### EXERCISE BRIEF
Reproduce the stretch of the records below from the line containing "Given the photograph above, the pointer locates the printed" through the line containing "Target: hood of jacket", substituting "dark leather boot" for every occurrence of "black boot" and leaving all else unchanged.
[Begin RECORDS FOR THIS TASK]
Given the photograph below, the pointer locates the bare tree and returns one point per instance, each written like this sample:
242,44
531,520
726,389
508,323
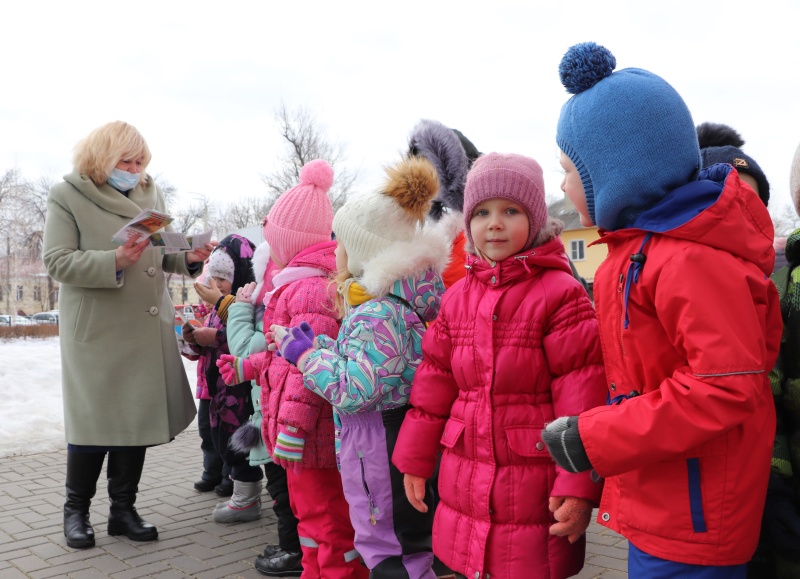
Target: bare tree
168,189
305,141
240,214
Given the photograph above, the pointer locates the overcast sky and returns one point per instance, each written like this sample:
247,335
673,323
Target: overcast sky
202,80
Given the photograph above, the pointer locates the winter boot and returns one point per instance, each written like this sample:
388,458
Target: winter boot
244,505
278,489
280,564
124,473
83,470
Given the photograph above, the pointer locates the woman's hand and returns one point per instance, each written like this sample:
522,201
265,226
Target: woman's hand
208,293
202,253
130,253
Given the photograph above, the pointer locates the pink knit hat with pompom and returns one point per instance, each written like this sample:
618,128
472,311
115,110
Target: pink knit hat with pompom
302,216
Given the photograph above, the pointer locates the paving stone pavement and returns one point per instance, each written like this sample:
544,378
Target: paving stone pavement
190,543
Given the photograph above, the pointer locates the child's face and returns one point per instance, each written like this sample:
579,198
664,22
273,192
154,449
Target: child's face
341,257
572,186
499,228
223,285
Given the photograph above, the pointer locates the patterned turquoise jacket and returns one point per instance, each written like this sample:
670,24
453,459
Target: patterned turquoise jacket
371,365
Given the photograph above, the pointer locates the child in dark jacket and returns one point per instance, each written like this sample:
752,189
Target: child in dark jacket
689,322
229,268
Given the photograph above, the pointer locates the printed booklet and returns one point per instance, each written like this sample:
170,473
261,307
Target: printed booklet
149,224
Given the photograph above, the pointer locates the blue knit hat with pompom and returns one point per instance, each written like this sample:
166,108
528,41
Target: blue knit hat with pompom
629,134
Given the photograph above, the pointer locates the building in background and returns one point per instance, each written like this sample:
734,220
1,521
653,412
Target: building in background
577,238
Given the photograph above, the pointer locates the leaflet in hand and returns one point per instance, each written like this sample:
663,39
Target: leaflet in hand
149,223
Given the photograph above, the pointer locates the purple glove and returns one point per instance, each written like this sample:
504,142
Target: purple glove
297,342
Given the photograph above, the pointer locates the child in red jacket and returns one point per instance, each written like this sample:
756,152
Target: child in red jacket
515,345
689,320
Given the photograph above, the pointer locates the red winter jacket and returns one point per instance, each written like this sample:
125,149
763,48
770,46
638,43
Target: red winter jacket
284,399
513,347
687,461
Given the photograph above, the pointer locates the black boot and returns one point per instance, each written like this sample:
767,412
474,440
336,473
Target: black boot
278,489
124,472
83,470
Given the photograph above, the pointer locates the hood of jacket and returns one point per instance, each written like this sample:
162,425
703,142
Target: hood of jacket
[End RECORDS FOR THIS TASK]
[Begin RECORDS FOR THIS TASK]
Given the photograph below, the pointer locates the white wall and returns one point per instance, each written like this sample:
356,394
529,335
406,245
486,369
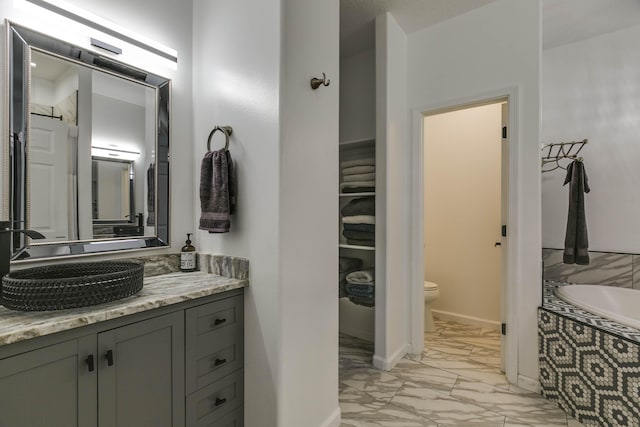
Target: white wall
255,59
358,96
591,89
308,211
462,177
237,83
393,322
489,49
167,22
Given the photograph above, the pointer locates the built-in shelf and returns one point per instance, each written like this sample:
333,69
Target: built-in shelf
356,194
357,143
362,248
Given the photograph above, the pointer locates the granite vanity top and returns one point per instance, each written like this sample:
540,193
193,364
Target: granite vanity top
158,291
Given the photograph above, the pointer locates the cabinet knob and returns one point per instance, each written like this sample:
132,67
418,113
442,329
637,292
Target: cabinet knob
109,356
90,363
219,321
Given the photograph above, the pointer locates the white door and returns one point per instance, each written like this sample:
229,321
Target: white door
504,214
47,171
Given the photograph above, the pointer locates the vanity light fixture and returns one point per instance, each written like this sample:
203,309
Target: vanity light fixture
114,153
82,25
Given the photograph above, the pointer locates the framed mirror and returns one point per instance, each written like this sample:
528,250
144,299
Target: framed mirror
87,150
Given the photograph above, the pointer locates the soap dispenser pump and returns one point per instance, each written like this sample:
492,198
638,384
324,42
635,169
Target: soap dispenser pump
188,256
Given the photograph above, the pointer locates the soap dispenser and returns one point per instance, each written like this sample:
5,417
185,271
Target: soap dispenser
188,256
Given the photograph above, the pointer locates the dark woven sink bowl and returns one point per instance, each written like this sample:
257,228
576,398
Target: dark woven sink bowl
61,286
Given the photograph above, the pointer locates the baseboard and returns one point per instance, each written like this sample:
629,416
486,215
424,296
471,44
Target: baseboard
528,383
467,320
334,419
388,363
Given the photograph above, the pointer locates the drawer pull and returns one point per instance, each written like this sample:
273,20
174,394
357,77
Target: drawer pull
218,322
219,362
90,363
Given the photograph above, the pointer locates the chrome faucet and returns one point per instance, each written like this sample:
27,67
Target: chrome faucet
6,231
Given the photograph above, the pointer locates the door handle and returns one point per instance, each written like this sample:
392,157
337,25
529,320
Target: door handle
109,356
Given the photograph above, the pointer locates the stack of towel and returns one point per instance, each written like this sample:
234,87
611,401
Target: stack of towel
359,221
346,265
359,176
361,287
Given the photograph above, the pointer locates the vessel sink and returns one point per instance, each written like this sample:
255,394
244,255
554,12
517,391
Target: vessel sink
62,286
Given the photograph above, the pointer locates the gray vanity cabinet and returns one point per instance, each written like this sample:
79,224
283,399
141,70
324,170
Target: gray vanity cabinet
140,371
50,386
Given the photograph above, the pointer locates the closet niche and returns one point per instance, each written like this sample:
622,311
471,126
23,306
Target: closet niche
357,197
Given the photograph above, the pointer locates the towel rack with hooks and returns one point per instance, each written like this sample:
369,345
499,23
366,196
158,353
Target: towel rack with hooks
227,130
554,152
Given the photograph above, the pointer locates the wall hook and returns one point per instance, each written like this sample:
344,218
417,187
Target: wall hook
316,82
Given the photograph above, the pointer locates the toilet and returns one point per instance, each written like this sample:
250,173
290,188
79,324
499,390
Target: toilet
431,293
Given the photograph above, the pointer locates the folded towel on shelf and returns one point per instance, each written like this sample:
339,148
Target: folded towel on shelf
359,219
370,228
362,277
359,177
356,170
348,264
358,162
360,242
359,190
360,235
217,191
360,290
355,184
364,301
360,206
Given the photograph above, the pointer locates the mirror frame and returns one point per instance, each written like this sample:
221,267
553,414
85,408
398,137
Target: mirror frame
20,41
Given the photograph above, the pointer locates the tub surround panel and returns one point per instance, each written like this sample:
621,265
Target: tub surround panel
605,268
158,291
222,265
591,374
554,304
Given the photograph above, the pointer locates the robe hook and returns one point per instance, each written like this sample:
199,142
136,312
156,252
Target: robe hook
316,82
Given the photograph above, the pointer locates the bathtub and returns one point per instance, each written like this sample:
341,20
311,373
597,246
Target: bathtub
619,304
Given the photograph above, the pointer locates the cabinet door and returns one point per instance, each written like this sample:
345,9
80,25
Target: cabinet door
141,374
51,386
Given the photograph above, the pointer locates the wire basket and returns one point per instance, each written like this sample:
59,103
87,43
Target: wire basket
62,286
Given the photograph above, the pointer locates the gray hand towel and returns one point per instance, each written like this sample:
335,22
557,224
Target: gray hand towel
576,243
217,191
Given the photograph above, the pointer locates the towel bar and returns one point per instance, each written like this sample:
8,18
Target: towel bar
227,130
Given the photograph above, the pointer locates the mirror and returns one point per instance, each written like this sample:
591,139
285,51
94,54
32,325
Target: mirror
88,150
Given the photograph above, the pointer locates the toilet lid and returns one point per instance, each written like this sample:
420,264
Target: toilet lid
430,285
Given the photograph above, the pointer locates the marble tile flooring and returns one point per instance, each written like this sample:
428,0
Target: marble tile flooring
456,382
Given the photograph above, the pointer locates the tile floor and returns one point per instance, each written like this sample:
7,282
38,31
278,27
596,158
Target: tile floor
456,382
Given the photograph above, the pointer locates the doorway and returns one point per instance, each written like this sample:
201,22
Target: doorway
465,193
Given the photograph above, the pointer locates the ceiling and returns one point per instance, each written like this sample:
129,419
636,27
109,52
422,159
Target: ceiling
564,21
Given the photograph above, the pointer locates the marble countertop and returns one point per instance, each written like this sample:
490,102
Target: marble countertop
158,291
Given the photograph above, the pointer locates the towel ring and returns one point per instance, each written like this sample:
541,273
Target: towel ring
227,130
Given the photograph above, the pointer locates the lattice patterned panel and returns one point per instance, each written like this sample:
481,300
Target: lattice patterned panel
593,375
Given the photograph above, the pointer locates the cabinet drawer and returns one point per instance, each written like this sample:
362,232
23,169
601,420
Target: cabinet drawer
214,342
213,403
[End RECORDS FOR THIS TASK]
[Begin RECORDS FOR THIS TASK]
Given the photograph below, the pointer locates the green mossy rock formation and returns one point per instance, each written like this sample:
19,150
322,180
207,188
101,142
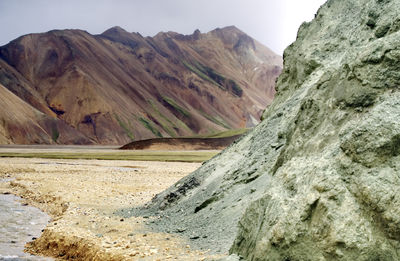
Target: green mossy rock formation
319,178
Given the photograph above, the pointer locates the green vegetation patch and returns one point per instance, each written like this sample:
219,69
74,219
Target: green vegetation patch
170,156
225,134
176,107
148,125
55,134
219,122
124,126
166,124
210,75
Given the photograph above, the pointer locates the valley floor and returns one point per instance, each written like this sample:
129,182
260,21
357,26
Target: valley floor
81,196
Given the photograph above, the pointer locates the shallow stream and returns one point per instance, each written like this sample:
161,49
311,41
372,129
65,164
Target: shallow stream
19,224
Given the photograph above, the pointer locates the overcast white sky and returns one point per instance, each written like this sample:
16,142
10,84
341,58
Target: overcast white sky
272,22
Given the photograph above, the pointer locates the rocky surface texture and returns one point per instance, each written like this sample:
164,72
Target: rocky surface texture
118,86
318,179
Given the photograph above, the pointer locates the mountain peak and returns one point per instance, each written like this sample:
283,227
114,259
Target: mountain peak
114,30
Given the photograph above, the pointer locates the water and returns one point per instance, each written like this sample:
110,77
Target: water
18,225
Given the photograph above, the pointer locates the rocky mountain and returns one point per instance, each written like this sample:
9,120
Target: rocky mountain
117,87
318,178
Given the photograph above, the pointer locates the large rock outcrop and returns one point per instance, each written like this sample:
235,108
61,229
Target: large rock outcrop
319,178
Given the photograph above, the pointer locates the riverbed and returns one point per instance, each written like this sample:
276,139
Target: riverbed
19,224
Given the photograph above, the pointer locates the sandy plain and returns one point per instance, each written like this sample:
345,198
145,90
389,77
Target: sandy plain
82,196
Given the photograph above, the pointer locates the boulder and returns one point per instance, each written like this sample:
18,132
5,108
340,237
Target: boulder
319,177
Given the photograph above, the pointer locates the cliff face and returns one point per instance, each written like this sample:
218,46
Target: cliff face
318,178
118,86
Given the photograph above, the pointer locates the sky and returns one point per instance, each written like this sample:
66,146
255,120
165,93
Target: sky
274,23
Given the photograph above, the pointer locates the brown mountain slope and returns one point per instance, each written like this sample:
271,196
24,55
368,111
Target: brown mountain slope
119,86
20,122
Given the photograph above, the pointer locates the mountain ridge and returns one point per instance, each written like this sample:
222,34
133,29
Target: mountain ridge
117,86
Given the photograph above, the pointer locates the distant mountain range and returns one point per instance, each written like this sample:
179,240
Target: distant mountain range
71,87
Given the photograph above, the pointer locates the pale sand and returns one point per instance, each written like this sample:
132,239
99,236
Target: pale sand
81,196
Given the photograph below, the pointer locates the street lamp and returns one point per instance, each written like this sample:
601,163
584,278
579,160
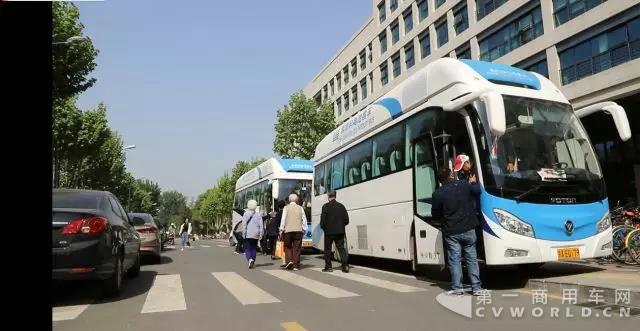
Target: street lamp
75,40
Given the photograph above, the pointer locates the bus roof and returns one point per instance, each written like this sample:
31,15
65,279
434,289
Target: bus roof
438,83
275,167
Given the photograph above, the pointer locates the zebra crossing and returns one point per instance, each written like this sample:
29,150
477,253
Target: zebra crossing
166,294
[End RECORDS FOR THIS TASK]
### TASK RESPONSE
Given the photograph above, the pointer locates the printed booklet and returns one point per instance, each written like this sample:
170,473
261,307
Target: printed booklet
149,224
Given the photograph above, the pointer locates the blue knit hat with pompom and returns one point per instance, each written like this sample:
166,108
528,41
Target: blue knit hat with pompom
629,134
Given the photograph above, the pointer locates the building in background and returns one point per instance, each written like this sample:
734,220
1,521
653,412
Target: building in background
577,238
Given the photograph above, the pointer locates the leaflet in hand and returns one point per instance, each written like this sample:
663,39
Target: leaflet in hand
149,223
Given the photograph above, the pointer locates the purple glove and returns one point per instance, each written like this sample:
504,142
Target: purple glove
297,342
Given the photograph above, the pointer locates the child in red jacket and returns one point per instance, each written like this sample:
756,152
Target: child in red jacket
515,345
689,320
Given the photograph above, the pointer locates the red winter jacket and returns one point per instance, each written like this sample:
125,149
763,48
770,46
638,43
Target: red winter jacket
284,399
513,347
687,461
Given the photograph above, the pointer locates the dark leather boot and returns one point per instance, each written like this sample:
767,412
474,440
336,473
Target: dark leather boot
278,489
124,472
83,470
Given the photograph above, the pointer locates the hood of jacket and returns one point per instance, each written like this sample:
162,425
703,142
Target: hood of jacket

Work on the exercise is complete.